Listed records:
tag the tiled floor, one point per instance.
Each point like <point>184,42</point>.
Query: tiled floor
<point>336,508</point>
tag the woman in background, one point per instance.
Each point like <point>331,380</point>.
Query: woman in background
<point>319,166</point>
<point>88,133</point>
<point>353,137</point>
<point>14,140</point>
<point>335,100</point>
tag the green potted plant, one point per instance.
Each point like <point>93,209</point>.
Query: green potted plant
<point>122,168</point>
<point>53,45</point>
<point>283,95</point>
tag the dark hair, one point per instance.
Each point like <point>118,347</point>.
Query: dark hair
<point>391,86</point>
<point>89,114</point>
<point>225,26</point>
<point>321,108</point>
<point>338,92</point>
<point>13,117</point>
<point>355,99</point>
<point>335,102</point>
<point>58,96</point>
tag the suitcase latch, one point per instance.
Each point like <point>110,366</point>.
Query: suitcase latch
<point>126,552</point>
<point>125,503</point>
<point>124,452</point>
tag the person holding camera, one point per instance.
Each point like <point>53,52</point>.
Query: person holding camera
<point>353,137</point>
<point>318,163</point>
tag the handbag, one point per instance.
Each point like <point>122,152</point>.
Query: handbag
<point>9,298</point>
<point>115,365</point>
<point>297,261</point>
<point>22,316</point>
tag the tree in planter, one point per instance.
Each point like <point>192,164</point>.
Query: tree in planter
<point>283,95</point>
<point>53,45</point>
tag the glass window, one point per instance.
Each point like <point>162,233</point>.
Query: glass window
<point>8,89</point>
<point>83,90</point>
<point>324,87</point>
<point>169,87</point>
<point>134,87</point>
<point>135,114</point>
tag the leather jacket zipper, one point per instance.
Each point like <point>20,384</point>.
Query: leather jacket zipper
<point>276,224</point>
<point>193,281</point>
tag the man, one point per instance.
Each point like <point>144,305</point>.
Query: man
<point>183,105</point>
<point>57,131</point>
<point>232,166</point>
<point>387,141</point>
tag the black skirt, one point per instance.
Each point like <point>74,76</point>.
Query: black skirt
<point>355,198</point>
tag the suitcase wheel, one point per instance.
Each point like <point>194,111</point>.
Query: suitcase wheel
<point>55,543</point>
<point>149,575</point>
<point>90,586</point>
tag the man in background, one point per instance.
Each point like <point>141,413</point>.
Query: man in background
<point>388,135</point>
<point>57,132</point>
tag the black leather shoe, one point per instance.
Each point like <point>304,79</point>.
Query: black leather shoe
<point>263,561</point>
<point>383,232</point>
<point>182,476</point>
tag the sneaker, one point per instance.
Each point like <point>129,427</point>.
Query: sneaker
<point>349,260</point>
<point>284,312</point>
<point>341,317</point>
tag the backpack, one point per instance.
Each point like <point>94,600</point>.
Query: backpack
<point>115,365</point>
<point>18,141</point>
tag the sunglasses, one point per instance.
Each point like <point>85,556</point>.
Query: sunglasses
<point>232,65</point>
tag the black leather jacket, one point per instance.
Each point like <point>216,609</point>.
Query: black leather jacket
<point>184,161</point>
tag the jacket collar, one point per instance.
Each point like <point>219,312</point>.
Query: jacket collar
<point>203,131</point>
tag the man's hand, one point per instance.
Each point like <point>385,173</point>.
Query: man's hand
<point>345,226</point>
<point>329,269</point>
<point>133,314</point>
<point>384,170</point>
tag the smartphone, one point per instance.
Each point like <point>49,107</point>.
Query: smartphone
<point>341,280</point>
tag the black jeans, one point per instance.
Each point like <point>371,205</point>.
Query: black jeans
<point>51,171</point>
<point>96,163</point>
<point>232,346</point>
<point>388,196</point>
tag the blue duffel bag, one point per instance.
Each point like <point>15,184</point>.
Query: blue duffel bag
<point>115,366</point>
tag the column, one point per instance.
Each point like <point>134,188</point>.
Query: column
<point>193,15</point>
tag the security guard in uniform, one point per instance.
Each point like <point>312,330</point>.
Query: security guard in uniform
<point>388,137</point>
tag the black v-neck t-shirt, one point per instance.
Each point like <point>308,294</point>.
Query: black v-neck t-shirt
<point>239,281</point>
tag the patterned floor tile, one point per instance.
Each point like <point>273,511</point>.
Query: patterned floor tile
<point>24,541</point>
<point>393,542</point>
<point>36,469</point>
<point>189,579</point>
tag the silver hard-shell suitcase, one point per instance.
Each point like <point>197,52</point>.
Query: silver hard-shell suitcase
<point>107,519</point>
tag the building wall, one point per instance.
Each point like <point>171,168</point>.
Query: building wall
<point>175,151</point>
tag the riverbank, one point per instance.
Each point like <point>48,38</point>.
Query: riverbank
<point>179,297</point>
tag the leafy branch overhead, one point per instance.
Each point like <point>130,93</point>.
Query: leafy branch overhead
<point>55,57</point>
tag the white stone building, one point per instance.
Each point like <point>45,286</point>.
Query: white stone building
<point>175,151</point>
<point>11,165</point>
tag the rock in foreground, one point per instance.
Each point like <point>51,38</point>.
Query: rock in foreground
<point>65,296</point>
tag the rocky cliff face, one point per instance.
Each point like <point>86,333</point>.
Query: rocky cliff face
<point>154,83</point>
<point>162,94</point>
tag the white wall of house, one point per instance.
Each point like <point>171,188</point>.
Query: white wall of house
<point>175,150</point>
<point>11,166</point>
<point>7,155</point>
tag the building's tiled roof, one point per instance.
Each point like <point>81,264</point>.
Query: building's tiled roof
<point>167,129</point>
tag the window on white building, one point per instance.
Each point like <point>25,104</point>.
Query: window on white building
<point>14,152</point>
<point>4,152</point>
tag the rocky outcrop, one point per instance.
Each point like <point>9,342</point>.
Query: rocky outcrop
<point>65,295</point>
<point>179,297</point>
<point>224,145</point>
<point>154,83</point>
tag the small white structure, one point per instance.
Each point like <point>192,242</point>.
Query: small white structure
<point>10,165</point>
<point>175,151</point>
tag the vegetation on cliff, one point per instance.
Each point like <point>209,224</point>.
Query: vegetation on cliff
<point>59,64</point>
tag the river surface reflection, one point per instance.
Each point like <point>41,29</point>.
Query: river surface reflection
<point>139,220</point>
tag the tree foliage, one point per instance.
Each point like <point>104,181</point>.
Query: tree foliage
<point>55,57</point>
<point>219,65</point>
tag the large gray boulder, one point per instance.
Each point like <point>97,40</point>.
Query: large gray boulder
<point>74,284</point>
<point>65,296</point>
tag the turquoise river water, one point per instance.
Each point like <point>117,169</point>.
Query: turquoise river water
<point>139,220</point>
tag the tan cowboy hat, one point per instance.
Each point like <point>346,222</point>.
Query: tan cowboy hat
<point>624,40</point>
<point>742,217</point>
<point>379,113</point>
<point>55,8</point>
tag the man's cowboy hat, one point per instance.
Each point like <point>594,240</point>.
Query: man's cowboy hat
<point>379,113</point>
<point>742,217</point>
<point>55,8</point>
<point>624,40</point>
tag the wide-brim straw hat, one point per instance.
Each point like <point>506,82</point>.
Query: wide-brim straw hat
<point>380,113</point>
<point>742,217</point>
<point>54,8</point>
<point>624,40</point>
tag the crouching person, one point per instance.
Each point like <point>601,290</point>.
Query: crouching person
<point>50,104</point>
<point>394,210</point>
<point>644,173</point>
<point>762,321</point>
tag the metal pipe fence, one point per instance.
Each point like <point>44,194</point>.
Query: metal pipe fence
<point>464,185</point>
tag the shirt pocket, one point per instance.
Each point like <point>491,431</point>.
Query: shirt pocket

What is expected: Update every one of the records above by replacing "one point per instance" with "a single point for each instance" wherever it occurs, leaving everything else unchanged.

Written response:
tag the tiled floor, a single point for each instance.
Each point like <point>184,42</point>.
Query: tiled floor
<point>336,508</point>
tag the woman in background, a single point for each instance.
Each point like <point>331,380</point>.
Query: woman in background
<point>319,166</point>
<point>88,133</point>
<point>353,137</point>
<point>14,140</point>
<point>335,100</point>
tag the green potted plant, a single point for each instance.
Each point like <point>93,209</point>.
Query: green potted plant
<point>122,168</point>
<point>53,45</point>
<point>283,95</point>
tag the dark hair, a single point for each instance.
Each point like <point>118,347</point>.
Query: dark hair
<point>391,86</point>
<point>89,114</point>
<point>225,26</point>
<point>321,108</point>
<point>338,92</point>
<point>13,117</point>
<point>355,99</point>
<point>335,102</point>
<point>58,96</point>
tag the suitcase latch, a single point for each instance.
Each point like <point>110,366</point>.
Query: suitcase latch
<point>126,552</point>
<point>125,503</point>
<point>124,452</point>
tag the person holding camera, a single point for each instance.
Each point like <point>53,52</point>.
Query: person holding camera
<point>353,137</point>
<point>318,163</point>
tag the handbag, a single point for each instance.
Each point like <point>122,152</point>.
Query: handbag
<point>9,298</point>
<point>115,365</point>
<point>297,261</point>
<point>22,316</point>
tag the tree in planter, a single point for each instance.
Each point like <point>192,164</point>.
Query: tree in planter
<point>283,95</point>
<point>53,45</point>
tag the glass window, a single point for each instance.
Each point like <point>162,233</point>.
Query: glass window
<point>8,89</point>
<point>83,90</point>
<point>324,87</point>
<point>169,87</point>
<point>134,87</point>
<point>135,114</point>
tag the leather jacket zipper, a single point for each instance.
Each point like <point>20,384</point>.
Query: leather jacket zipper
<point>276,224</point>
<point>193,281</point>
tag the man, a single point for each instance.
Each point like <point>144,305</point>.
Query: man
<point>183,105</point>
<point>57,131</point>
<point>232,166</point>
<point>387,141</point>
tag the black skirt, a single point for each instance.
Each point like <point>74,76</point>.
Query: black skirt
<point>355,198</point>
tag the suitcase wheel, a single point for each instance.
Each point like <point>194,111</point>.
Query: suitcase wheel
<point>55,543</point>
<point>149,575</point>
<point>90,586</point>
tag the man in background, a single point for each instance.
Each point like <point>141,413</point>.
Query: man in background
<point>388,135</point>
<point>57,132</point>
tag the black leather shoe, a single point for each instance.
Each point like <point>304,79</point>.
Query: black leather shoe
<point>263,561</point>
<point>383,232</point>
<point>182,476</point>
tag the sneaker, a single point for each instance.
Each point like <point>129,427</point>.
Query: sneaker
<point>349,260</point>
<point>284,312</point>
<point>341,317</point>
tag the backpack, a single point for each instance.
Each point like <point>94,600</point>.
Query: backpack
<point>115,365</point>
<point>18,141</point>
tag the sunglasses, a single point for each instance.
Each point like <point>85,556</point>.
Query: sunglasses
<point>232,65</point>
tag the black leather jacket, a single point for each instance.
Each point like <point>216,609</point>.
Query: black leather jacket
<point>184,161</point>
tag the jacket collar, a single point for each instance.
Each point like <point>219,312</point>.
Query: jacket collar
<point>203,131</point>
tag the man's hand, a single point for each instance.
Each point like <point>385,173</point>.
Query: man's hand
<point>345,226</point>
<point>329,269</point>
<point>133,314</point>
<point>384,170</point>
tag the smartphone, a single point for each instance.
Each point like <point>49,107</point>.
Query: smartphone
<point>341,280</point>
tag the black jeans, a single point for each instance.
Each point like <point>371,205</point>.
Query: black jeans
<point>51,171</point>
<point>96,163</point>
<point>232,346</point>
<point>388,196</point>
tag the blue duffel bag, a single point for each instance.
Each point like <point>15,184</point>.
Query: blue duffel bag
<point>115,366</point>
tag the column, a single point for each instance.
Each point like <point>134,188</point>.
Query: column
<point>193,15</point>
tag the security guard in uniform, a single point for each instance.
Each point like <point>312,330</point>.
Query: security guard in uniform
<point>388,137</point>
tag the black v-neck t-shirt, a single point for each instance.
Each point like <point>308,294</point>.
Query: black v-neck t-shirt
<point>239,281</point>
tag the patterned floor tile, a single point for each instance.
Each point like <point>273,511</point>.
Query: patterned floor tile
<point>24,541</point>
<point>393,542</point>
<point>36,469</point>
<point>189,579</point>
tag the silver hard-shell suitcase, a single point for each instance.
Each point like <point>197,52</point>.
Query: silver hard-shell suitcase
<point>107,519</point>
tag the building wall, a single point for each instance.
Each point like <point>171,168</point>.
Query: building wall
<point>175,151</point>
tag the riverbank, a single point for each instance.
Each point like <point>48,38</point>.
Query: riverbank
<point>179,297</point>
tag the leafy branch overhead, a single point for each instance.
Each point like <point>130,93</point>.
Query: leafy branch overhead
<point>55,57</point>
tag the white stone building, a single point for each instance.
Each point like <point>45,286</point>.
Query: white stone building
<point>175,151</point>
<point>11,165</point>
tag the rock in foreground, a single point for each instance.
Each point like <point>51,38</point>.
Query: rock in foreground
<point>65,296</point>
tag the rocky cliff face, a single point for each instance.
Each point like <point>86,333</point>.
Query: rocky cliff face
<point>154,83</point>
<point>162,94</point>
tag the white wall of house, a single point for each instance.
Each point like <point>171,188</point>.
Query: white wall of house
<point>175,150</point>
<point>11,166</point>
<point>7,155</point>
tag the building's tiled roof, a single point for each instance.
Each point like <point>81,264</point>.
Query: building's tiled roof
<point>167,129</point>
tag the window on white building, a single point for each instance.
Each point like <point>25,104</point>.
Query: window on white building
<point>14,152</point>
<point>4,152</point>
tag the rocky outcrop, a single point for each instance.
Each point like <point>9,342</point>.
Query: rocky outcrop
<point>65,295</point>
<point>179,297</point>
<point>224,145</point>
<point>154,83</point>
tag the small white structure, a single point for each instance.
Each point like <point>192,242</point>.
Query: small white structure
<point>10,165</point>
<point>175,151</point>
tag the vegetation on cliff, a single point for each instance.
Each point like <point>209,224</point>.
Query: vegetation on cliff
<point>59,64</point>
tag the river surface reflection, a single point for each instance.
Each point like <point>41,29</point>.
Query: river surface reflection
<point>139,220</point>
tag the tree foliage, a single point for each instance.
Each point like <point>104,181</point>.
Query: tree foliage
<point>55,57</point>
<point>219,65</point>
tag the large gray boulder, a single point for each instance.
Each point like <point>97,40</point>.
Query: large gray boulder
<point>74,284</point>
<point>65,296</point>
tag the turquoise river water, a single point for each instance.
Each point like <point>117,169</point>.
Query: turquoise river water
<point>139,220</point>
tag the tan cowboy hat, a single point for each instance.
Each point like <point>346,222</point>.
Query: tan cowboy hat
<point>624,40</point>
<point>742,217</point>
<point>379,113</point>
<point>55,8</point>
tag the man's cowboy hat, a single point for each instance.
Each point like <point>594,240</point>.
Query: man's cowboy hat
<point>379,113</point>
<point>742,217</point>
<point>55,8</point>
<point>624,40</point>
tag the wide-brim straw hat, a single point for each instance.
Each point like <point>506,82</point>.
Query: wide-brim straw hat
<point>380,113</point>
<point>742,217</point>
<point>54,8</point>
<point>624,40</point>
tag the crouching person, a single point for each instance.
Each point like <point>601,290</point>.
Query: crouching person
<point>50,104</point>
<point>394,210</point>
<point>644,173</point>
<point>762,321</point>
tag the metal pipe fence, a single point for each instance.
Each point like <point>44,194</point>.
Query: metal pipe fence
<point>464,185</point>
tag the shirt pocket, a single point for each instance.
Each point like <point>491,431</point>.
Query: shirt pocket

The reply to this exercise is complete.